◆ **What to do**: Print all records exactly, pictures left out.

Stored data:
====

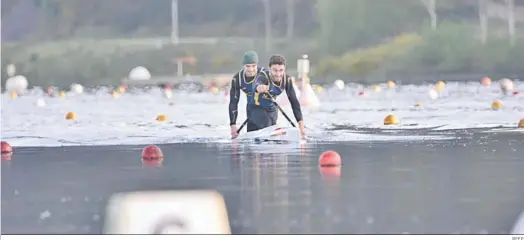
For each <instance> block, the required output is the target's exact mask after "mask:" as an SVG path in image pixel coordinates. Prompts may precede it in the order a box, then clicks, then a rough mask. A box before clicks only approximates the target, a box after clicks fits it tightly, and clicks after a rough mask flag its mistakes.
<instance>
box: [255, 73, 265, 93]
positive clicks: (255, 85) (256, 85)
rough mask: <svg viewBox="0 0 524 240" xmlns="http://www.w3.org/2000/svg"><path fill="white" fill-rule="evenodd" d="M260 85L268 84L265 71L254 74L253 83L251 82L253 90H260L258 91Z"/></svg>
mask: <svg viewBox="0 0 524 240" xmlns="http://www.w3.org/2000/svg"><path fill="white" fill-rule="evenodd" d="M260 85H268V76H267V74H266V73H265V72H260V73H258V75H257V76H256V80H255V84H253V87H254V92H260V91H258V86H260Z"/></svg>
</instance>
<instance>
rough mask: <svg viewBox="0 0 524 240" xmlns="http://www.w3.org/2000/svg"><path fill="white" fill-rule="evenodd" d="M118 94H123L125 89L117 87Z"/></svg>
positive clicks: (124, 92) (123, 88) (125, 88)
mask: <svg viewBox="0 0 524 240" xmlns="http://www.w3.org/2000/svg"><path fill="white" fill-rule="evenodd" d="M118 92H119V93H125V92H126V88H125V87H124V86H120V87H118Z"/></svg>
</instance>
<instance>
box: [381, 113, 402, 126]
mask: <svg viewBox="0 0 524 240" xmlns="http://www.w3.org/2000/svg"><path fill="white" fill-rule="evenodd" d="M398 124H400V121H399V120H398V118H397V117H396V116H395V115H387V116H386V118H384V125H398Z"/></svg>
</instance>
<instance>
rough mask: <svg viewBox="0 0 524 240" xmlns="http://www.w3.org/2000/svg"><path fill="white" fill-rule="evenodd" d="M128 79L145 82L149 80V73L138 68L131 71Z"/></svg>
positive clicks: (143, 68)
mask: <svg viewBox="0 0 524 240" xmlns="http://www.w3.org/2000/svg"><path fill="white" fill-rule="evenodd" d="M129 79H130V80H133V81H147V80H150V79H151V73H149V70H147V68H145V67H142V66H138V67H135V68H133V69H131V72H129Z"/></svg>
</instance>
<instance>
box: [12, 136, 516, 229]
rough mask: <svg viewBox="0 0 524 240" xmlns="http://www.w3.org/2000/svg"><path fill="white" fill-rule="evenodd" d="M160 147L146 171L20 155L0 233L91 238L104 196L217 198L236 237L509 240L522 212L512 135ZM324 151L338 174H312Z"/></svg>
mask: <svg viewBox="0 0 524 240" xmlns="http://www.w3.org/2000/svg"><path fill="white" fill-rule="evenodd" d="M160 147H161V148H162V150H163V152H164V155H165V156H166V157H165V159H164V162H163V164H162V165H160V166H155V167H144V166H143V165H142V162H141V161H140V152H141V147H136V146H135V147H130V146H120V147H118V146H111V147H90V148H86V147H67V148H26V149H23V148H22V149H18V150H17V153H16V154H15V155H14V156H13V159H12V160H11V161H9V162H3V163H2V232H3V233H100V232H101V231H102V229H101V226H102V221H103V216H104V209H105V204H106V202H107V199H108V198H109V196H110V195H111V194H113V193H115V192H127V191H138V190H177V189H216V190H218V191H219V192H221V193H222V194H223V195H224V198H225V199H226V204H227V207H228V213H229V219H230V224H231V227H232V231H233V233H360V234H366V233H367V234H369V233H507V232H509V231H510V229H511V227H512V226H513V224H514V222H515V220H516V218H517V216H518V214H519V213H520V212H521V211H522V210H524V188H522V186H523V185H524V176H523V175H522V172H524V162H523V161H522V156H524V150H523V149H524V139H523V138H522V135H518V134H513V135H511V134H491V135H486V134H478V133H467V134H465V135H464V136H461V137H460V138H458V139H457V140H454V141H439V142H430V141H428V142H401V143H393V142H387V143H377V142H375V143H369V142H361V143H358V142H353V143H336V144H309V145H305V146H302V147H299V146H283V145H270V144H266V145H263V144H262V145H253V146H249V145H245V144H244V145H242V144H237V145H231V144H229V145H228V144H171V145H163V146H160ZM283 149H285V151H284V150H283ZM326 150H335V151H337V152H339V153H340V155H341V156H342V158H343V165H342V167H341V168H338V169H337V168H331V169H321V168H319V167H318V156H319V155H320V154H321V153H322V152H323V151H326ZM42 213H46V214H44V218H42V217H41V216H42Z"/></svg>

====

◆ **Response for this exercise**:
For each <instance> block, the required output is the target's exact mask after "mask:" as an SVG path in image pixel coordinates. Prompts may precede it in the order a box, then clicks, then a rough mask. A box before clicks only approximates the target, a box after clicks fits it tightly, and clicks after a rough mask flag its mistakes.
<instance>
box: [255, 73, 265, 93]
positive clicks: (255, 85) (256, 85)
rough mask: <svg viewBox="0 0 524 240" xmlns="http://www.w3.org/2000/svg"><path fill="white" fill-rule="evenodd" d="M260 85L268 84L265 71L254 74L253 83L251 82L253 90H260L258 91Z"/></svg>
mask: <svg viewBox="0 0 524 240" xmlns="http://www.w3.org/2000/svg"><path fill="white" fill-rule="evenodd" d="M260 85H268V76H267V74H266V73H265V72H260V73H258V75H257V76H256V80H255V84H253V87H254V92H260V91H258V86H260Z"/></svg>
</instance>
<instance>
rough mask: <svg viewBox="0 0 524 240" xmlns="http://www.w3.org/2000/svg"><path fill="white" fill-rule="evenodd" d="M118 94H123L125 89L117 87Z"/></svg>
positive clicks: (124, 92) (123, 88) (125, 88)
mask: <svg viewBox="0 0 524 240" xmlns="http://www.w3.org/2000/svg"><path fill="white" fill-rule="evenodd" d="M118 92H119V93H125V92H126V88H125V87H124V86H120V87H118Z"/></svg>
</instance>
<instance>
box: [381, 113, 402, 126]
mask: <svg viewBox="0 0 524 240" xmlns="http://www.w3.org/2000/svg"><path fill="white" fill-rule="evenodd" d="M398 124H400V121H399V120H398V118H397V117H396V116H395V115H387V116H386V118H384V125H398Z"/></svg>
</instance>
<instance>
rough mask: <svg viewBox="0 0 524 240" xmlns="http://www.w3.org/2000/svg"><path fill="white" fill-rule="evenodd" d="M128 79L145 82L149 80V73L138 68L131 71Z"/></svg>
positive clicks: (143, 68)
mask: <svg viewBox="0 0 524 240" xmlns="http://www.w3.org/2000/svg"><path fill="white" fill-rule="evenodd" d="M129 79H130V80H133V81H147V80H150V79H151V73H149V70H147V68H145V67H142V66H138V67H135V68H133V69H131V72H129Z"/></svg>
</instance>
<instance>
box: [12, 136, 516, 229]
rough mask: <svg viewBox="0 0 524 240" xmlns="http://www.w3.org/2000/svg"><path fill="white" fill-rule="evenodd" d="M160 147L146 171L20 155L0 233L91 238L104 196L217 198L236 237L509 240L522 212L512 135ZM324 151L338 174H312Z"/></svg>
mask: <svg viewBox="0 0 524 240" xmlns="http://www.w3.org/2000/svg"><path fill="white" fill-rule="evenodd" d="M160 147H161V148H162V150H163V152H164V155H165V156H166V157H165V159H164V162H163V164H162V165H160V166H155V167H144V166H143V165H142V162H141V161H140V152H141V147H136V146H135V147H130V146H120V147H118V146H111V147H90V148H86V147H67V148H26V149H23V148H22V149H18V150H17V153H16V154H15V155H14V156H13V159H12V160H11V161H9V162H3V163H2V232H3V233H100V232H101V231H102V229H101V226H102V221H103V216H104V209H105V204H106V202H107V199H108V198H109V196H110V195H111V194H113V193H115V192H127V191H138V190H177V189H216V190H218V191H219V192H221V193H222V194H223V195H224V198H225V199H226V204H227V207H228V213H229V219H230V224H231V227H232V231H233V233H360V234H366V233H367V234H369V233H507V232H509V231H510V229H511V227H512V226H513V224H514V222H515V220H516V218H517V216H518V214H519V213H520V212H521V211H522V210H524V188H522V186H523V185H524V176H523V175H522V172H524V162H523V161H522V156H524V150H523V149H524V139H523V138H522V135H518V134H513V135H511V134H491V135H486V134H478V133H467V134H465V135H464V136H461V137H460V138H458V139H457V140H454V141H439V142H430V141H428V142H401V143H393V142H387V143H377V142H375V143H369V142H361V143H358V142H353V143H336V144H309V145H305V146H302V147H299V146H283V145H270V144H266V145H263V144H262V145H253V146H249V145H245V144H244V145H242V144H237V145H231V144H229V145H228V144H171V145H163V146H160ZM283 149H285V151H284V150H283ZM326 150H335V151H337V152H339V153H340V155H341V156H342V158H343V165H342V167H341V168H338V169H337V168H331V169H321V168H319V167H318V156H319V155H320V154H321V153H322V152H323V151H326ZM42 213H46V214H44V218H42V217H41V216H42Z"/></svg>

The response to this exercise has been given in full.